Source material start

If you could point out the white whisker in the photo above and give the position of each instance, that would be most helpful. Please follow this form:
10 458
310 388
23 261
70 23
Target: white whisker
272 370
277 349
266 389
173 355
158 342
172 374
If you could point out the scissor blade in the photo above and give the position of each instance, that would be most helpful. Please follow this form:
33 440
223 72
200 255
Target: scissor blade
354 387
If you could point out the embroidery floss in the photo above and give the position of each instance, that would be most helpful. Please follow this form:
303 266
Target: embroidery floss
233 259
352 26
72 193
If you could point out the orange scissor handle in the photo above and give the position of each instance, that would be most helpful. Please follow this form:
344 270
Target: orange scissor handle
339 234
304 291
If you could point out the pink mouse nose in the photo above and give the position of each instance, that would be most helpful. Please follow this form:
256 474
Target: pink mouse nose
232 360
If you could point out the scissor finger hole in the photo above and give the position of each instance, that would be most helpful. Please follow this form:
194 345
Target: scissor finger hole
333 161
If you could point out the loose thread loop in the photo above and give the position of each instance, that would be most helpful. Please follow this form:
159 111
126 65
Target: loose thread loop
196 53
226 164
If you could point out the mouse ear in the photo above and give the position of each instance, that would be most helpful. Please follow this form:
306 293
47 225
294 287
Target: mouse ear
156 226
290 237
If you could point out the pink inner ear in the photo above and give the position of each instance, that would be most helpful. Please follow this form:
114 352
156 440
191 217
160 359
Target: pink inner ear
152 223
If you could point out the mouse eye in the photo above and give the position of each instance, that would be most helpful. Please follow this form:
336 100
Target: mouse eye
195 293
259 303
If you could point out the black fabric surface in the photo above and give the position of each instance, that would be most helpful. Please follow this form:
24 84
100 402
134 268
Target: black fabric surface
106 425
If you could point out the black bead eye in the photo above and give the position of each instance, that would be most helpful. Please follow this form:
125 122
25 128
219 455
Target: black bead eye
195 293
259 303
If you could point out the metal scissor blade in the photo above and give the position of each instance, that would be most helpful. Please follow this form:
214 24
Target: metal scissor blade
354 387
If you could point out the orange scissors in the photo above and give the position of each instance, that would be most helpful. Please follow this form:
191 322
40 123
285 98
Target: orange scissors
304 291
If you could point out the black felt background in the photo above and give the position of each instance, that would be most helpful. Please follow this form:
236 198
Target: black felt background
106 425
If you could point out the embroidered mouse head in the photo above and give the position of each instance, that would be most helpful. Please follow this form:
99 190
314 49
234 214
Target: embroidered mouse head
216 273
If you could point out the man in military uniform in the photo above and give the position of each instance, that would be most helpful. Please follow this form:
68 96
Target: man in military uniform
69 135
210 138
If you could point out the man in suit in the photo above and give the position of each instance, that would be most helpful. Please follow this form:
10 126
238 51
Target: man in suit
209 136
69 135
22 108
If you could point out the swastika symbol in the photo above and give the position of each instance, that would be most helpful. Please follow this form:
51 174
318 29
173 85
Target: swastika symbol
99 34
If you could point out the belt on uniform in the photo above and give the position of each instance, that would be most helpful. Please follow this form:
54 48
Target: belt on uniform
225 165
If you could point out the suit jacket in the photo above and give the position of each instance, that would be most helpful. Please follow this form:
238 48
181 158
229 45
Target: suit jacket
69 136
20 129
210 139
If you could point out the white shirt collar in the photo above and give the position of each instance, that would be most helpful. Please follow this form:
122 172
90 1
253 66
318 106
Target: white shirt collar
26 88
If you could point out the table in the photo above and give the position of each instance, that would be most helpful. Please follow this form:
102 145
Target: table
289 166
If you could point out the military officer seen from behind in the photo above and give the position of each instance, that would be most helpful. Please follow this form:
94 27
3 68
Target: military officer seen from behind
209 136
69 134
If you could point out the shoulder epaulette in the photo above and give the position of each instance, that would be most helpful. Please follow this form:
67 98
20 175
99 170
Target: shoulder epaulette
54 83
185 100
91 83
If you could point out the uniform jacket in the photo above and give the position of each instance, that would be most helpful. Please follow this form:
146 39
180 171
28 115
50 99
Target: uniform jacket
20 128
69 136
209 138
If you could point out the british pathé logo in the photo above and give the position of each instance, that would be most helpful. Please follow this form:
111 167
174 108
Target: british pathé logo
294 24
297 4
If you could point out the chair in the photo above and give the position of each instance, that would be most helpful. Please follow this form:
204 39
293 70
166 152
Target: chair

Source material end

_What you will do_: Copy every one of the lines above word for word, with no changes.

_Solution below_:
If you could point out the white whisker in the photo above and give the position of each instance, that would be most helpful. Please follow this form:
10 458
310 388
23 261
70 23
Target: white whisker
272 370
277 349
266 389
173 355
158 342
172 374
If you could point out the scissor blade in the photo above and give the position of each instance, that would be most helpful. Please follow this form:
33 440
223 72
200 255
Target: scissor blade
354 387
If you could point out the embroidery floss in the photo above and give the position of each instance, that would be most helpful. Please follow this form:
303 266
Target: embroidery floss
233 259
352 26
72 193
If you could point out the orange scissor handle in the photo above and give the position of each instance, that would be most helpful. Please follow this form:
344 270
Target: orange scissor handle
339 234
304 291
If you could point out the pink mouse nose in the photo above and give the position of each instance, that would be most helpful. Please follow this form:
256 474
Target: pink mouse nose
232 360
If you could point out the scissor finger hole in the photo above and give the position of each instance, that would be most helpful. Please follow this form:
194 345
Target: scissor finger hole
333 161
If you could point out the loose thread loop in the photo above and give the position of each instance, that would be most helpful. Please follow this form:
159 111
126 65
Target: loose thread loop
196 53
226 164
If you could point out the mouse ear in the photo above and give the position of each instance, that would be most helpful. Please follow this form:
306 293
47 225
294 287
Target: mouse ear
156 226
290 237
If you could point out the pink inner ear in the photo above and give the position of each instance, that would be most helpful. Please follow this form:
114 352
156 440
191 217
160 359
Target: pink inner ear
152 223
If you could point out the mouse eye in the photo above and give the position of each instance, that would be most helpful. Please follow this form:
336 100
Target: mouse eye
195 293
259 303
If you could point out the black fabric surface in the photo above and give the position of each instance, that would be most helpful. Please follow this form:
24 84
100 402
134 268
Target: black fabric surface
106 425
If you could point out the black bead eye in the photo above and give the position of each instance, that would be most helpful. Please follow this form:
125 122
25 128
219 455
Target: black bead eye
195 293
259 303
If you could point out the metal scissor blade in the photo above and give the position of each instance, that would be most helpful. Please follow this form:
214 24
Target: metal scissor blade
354 387
If you could point out the orange scissors in the photo above and give the position of each instance, that would be most helpful. Please follow this form:
191 322
40 123
285 98
Target: orange scissors
304 291
If you could point out the black felt background in the photo above and give the position of each instance, that would be most helpful. Please follow this form:
236 198
Target: black felt background
106 425
If you could point out the embroidered mouse head in the photo above and give the position of each instance, that would be most helpful. Please follow this form:
99 190
314 49
234 214
Target: embroidered mouse head
216 273
If you could point out the man in military uniform in the photo above and give the position of each instance, that would be most helpful. Please follow this form:
68 96
Target: man in military uniform
69 135
210 138
If you could point out the man in suit in the photo above and give the position of each instance, that would be most helpful. Please follow this form:
10 126
238 51
Target: man in suit
209 136
69 135
22 108
If you could point out the swastika symbol in the photo above and give the position of each instance, that would be most helpful. Please follow this form:
51 174
318 29
173 85
Target: swastika symbol
99 34
If you could point out the belt on uniform in the photo above and give the position of each instance, that would be most helpful. Please follow this form:
54 48
Target: belt on uniform
225 165
If you could point out the suit jacket in the photo above and give the position of each instance, that would be most helpful. Please follow this form:
238 48
181 158
229 45
Target: suit jacket
69 136
20 129
210 139
If you could point out the white shirt collar in the photo above and give the position of each instance, that would be most helpful. Please follow this form:
122 172
90 1
253 66
318 106
Target: white shirt collar
26 88
If you could point out the table in the photo above and give the position of each instance, that would be most helpful. Please follow this form:
102 145
Target: table
289 166
If you could point out the military officer seen from behind in the photo above and give the position of each instance, that would be most helpful. Please follow this form:
94 27
3 68
Target: military officer seen from behind
209 136
69 134
If you could point out the shoulder epaulette in the photo above and give the position of each instance, that would be most helpful. Please follow this form:
67 98
20 175
99 170
Target: shoulder epaulette
54 83
185 100
91 83
If you could point out the uniform jacket in the photo above and give the position of each instance, that would be most helpful. Please follow this form:
146 39
180 171
28 115
50 99
Target: uniform jacket
20 128
69 136
209 138
If you could point out the british pathé logo in the photo above and give the position of each instance, that would be most helpful. Please follow this form:
111 167
174 108
Target: british pathé logo
294 24
297 4
If you could point out the chair in the photo above and give the position of each instance, that would be most helpful. Please follow this form:
204 39
293 70
166 152
Target: chair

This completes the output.